*Aim of the exercise*
Reproduce the material in full, exactly as written.

Items listed in a dataset:

----

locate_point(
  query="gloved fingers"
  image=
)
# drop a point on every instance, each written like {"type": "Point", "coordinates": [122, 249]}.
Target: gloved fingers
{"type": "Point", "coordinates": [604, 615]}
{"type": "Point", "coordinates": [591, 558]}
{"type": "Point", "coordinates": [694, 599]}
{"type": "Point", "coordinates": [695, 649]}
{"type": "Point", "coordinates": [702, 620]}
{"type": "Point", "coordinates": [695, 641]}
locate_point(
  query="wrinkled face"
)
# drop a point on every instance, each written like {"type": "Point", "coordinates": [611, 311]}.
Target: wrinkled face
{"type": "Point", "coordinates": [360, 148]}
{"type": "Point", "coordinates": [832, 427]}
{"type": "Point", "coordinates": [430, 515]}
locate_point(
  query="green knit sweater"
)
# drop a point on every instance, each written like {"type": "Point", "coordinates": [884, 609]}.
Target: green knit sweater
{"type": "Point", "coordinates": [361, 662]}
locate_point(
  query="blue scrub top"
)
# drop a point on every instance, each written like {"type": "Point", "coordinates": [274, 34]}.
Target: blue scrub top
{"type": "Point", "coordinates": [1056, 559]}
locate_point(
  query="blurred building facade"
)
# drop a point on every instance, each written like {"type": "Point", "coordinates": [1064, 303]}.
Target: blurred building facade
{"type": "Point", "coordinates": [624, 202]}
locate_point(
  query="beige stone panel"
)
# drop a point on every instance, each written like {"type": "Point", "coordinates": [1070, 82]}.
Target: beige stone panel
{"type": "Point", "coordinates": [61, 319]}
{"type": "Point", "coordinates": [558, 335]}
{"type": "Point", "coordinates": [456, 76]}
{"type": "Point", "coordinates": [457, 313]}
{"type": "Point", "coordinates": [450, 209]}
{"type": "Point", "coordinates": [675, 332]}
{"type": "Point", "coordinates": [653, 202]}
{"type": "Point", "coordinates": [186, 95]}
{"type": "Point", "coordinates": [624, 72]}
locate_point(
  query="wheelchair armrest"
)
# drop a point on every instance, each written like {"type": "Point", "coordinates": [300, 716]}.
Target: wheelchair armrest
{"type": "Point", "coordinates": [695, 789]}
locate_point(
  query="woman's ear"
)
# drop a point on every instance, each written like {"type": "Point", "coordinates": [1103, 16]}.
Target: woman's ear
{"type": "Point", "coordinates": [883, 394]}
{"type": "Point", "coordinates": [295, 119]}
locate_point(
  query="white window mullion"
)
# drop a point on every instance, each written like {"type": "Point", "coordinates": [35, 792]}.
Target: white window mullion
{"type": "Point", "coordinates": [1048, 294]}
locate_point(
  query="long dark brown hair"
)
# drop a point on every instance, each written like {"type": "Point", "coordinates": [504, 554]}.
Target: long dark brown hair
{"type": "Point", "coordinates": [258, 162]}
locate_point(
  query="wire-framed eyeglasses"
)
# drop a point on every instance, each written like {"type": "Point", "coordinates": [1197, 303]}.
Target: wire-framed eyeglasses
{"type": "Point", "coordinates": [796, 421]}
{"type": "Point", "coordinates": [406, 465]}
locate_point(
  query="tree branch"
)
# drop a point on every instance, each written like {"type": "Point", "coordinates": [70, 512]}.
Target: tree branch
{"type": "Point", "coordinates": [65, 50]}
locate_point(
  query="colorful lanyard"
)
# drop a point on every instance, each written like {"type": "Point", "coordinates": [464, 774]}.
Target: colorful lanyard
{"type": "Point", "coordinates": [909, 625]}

----

*The response*
locate_point(
  query="gloved fingers"
  image=
)
# drop a point on every instance, each written like {"type": "Point", "coordinates": [122, 249]}.
Target: gloved fingers
{"type": "Point", "coordinates": [604, 615]}
{"type": "Point", "coordinates": [591, 558]}
{"type": "Point", "coordinates": [694, 599]}
{"type": "Point", "coordinates": [695, 649]}
{"type": "Point", "coordinates": [702, 620]}
{"type": "Point", "coordinates": [695, 641]}
locate_point(
  query="wrinkled face"
)
# drop a point on every instance, each written like {"type": "Point", "coordinates": [611, 311]}.
Target: wrinkled face
{"type": "Point", "coordinates": [360, 148]}
{"type": "Point", "coordinates": [832, 427]}
{"type": "Point", "coordinates": [430, 515]}
locate_point(
  query="green knit sweater"
)
# drop a point on every instance, each written like {"type": "Point", "coordinates": [884, 609]}.
Target: green knit sweater
{"type": "Point", "coordinates": [361, 662]}
locate_point(
  query="blue scrub top"
)
# drop a point on every instance, each written like {"type": "Point", "coordinates": [274, 34]}.
Target: blue scrub top
{"type": "Point", "coordinates": [1056, 559]}
locate_point(
  query="blurred building facade"
)
# drop a point on every instance, each written like {"type": "Point", "coordinates": [1064, 303]}.
Target: blurred building facade
{"type": "Point", "coordinates": [624, 202]}
locate_point(
  query="beige stone panel"
)
# drop a point on every instance, each written like {"type": "Point", "coordinates": [1070, 82]}.
Target: beige stone panel
{"type": "Point", "coordinates": [61, 319]}
{"type": "Point", "coordinates": [558, 335]}
{"type": "Point", "coordinates": [456, 76]}
{"type": "Point", "coordinates": [457, 313]}
{"type": "Point", "coordinates": [450, 209]}
{"type": "Point", "coordinates": [675, 332]}
{"type": "Point", "coordinates": [653, 202]}
{"type": "Point", "coordinates": [186, 95]}
{"type": "Point", "coordinates": [624, 72]}
locate_point(
  query="wheelchair armrest"
)
# drop a point on every instance, each written like {"type": "Point", "coordinates": [300, 716]}.
Target: wheelchair armrest
{"type": "Point", "coordinates": [695, 789]}
locate_point(
  query="woman's ear"
)
# drop a point on every instance, each written like {"type": "Point", "coordinates": [1103, 16]}.
Target: woman's ear
{"type": "Point", "coordinates": [883, 394]}
{"type": "Point", "coordinates": [295, 119]}
locate_point(
  query="white window mullion"
)
# drop a point on every instance, each written like {"type": "Point", "coordinates": [35, 792]}.
Target: white window mullion
{"type": "Point", "coordinates": [1048, 294]}
locate_point(
  query="long dark brown hair"
)
# drop a point on every instance, each written like {"type": "Point", "coordinates": [504, 554]}.
Target: long dark brown hair
{"type": "Point", "coordinates": [258, 162]}
locate_point(
  query="wire-framed eyeglasses"
)
# drop a point on every instance, each written like {"type": "Point", "coordinates": [1197, 303]}.
Target: wire-framed eyeglasses
{"type": "Point", "coordinates": [796, 421]}
{"type": "Point", "coordinates": [406, 465]}
locate_point(
  query="tree branch"
)
# drop a point on every instance, each written like {"type": "Point", "coordinates": [70, 512]}.
Target: tree branch
{"type": "Point", "coordinates": [65, 50]}
locate_point(
  query="colorful lanyard"
)
# drop a point on every instance, each written like {"type": "Point", "coordinates": [464, 774]}.
Target: colorful lanyard
{"type": "Point", "coordinates": [909, 625]}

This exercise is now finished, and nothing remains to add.